**RECORDED INFORMATION**

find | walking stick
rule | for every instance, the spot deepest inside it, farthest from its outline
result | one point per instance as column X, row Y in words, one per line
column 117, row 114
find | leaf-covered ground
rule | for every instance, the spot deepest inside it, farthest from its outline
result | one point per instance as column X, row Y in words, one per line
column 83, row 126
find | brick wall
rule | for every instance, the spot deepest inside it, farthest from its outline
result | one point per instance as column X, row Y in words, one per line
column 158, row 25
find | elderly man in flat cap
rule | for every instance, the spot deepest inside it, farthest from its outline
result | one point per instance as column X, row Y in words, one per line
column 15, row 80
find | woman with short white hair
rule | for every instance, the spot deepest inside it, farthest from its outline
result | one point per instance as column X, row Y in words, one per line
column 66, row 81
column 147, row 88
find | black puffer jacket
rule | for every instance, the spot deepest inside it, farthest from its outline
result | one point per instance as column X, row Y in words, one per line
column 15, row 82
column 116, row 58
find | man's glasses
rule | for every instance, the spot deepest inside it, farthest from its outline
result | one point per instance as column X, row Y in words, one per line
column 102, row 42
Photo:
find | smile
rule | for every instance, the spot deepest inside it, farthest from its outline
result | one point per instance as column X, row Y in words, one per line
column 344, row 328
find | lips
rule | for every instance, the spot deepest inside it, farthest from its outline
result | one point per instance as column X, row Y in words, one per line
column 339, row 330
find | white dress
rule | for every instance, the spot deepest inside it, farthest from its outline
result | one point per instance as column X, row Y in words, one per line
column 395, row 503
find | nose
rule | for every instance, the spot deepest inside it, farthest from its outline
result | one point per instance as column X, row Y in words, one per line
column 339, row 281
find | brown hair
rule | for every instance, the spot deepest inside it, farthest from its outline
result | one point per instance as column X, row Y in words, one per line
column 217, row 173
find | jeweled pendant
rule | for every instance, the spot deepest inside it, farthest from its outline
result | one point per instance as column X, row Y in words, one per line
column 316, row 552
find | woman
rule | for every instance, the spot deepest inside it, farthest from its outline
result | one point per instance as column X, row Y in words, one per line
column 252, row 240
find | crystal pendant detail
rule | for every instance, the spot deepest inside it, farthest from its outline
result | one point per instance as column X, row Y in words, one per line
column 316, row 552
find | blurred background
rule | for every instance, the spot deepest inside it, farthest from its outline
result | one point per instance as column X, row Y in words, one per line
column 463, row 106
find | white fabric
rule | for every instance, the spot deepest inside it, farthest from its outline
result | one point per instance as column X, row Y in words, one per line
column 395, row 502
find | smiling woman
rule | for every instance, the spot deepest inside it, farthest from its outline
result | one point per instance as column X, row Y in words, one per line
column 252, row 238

**TASK TO COMPLETE**
Could you give the lines again from the first one up to and including the line with "column 395, row 503", changing "brick wall" to "stone wall" and leaving everything else as it is?

**WRITTEN ANSWER**
find | walking stick
rule | for every instance, the spot deepest inside it, farthest from its outline
result | one point per instance as column X, row Y in words, one per line
column 117, row 114
find | leaf-covered ground
rule | for every instance, the spot deepest inside it, farthest from its outline
result | one point per instance as column X, row Y in words, one per line
column 83, row 126
find | stone wall
rule | for every instance, the spot deepest inside it, farthest from its outline
result | one point per instance as column X, row Y in words, one per line
column 158, row 25
find | elderly man in flat cap
rule | for every instance, the spot deepest inside it, farthest from its outline
result | one point per instance as column X, row Y in words, one per line
column 15, row 80
find | woman with short white hair
rule | for every instance, the spot deepest inside it, farthest from its outline
result | one point per instance as column X, row Y in words, one per line
column 66, row 81
column 147, row 88
find | black puffer jacket
rule | for every instance, the spot deepest inside it, farthest from its outline
result | one point per instance as column X, row Y in words, one per line
column 15, row 82
column 116, row 58
find | man's glasses
rule | for every instance, the spot deepest inside it, farthest from its outline
result | one point per instance as column X, row Y in words, one per line
column 102, row 42
Photo:
find | smile
rule | for every instance, the spot deepest inside it, farthest from its outline
result | one point per instance as column X, row Y in words, one per line
column 344, row 328
find | lips
rule | for every instance, the spot deepest inside it, farthest from its outline
result | one point per instance as column X, row Y in words, one per line
column 339, row 330
find | white dress
rule | for every instance, the spot deepest inside it, farthest from its outline
result | one point per instance as column X, row Y in words, one per line
column 395, row 503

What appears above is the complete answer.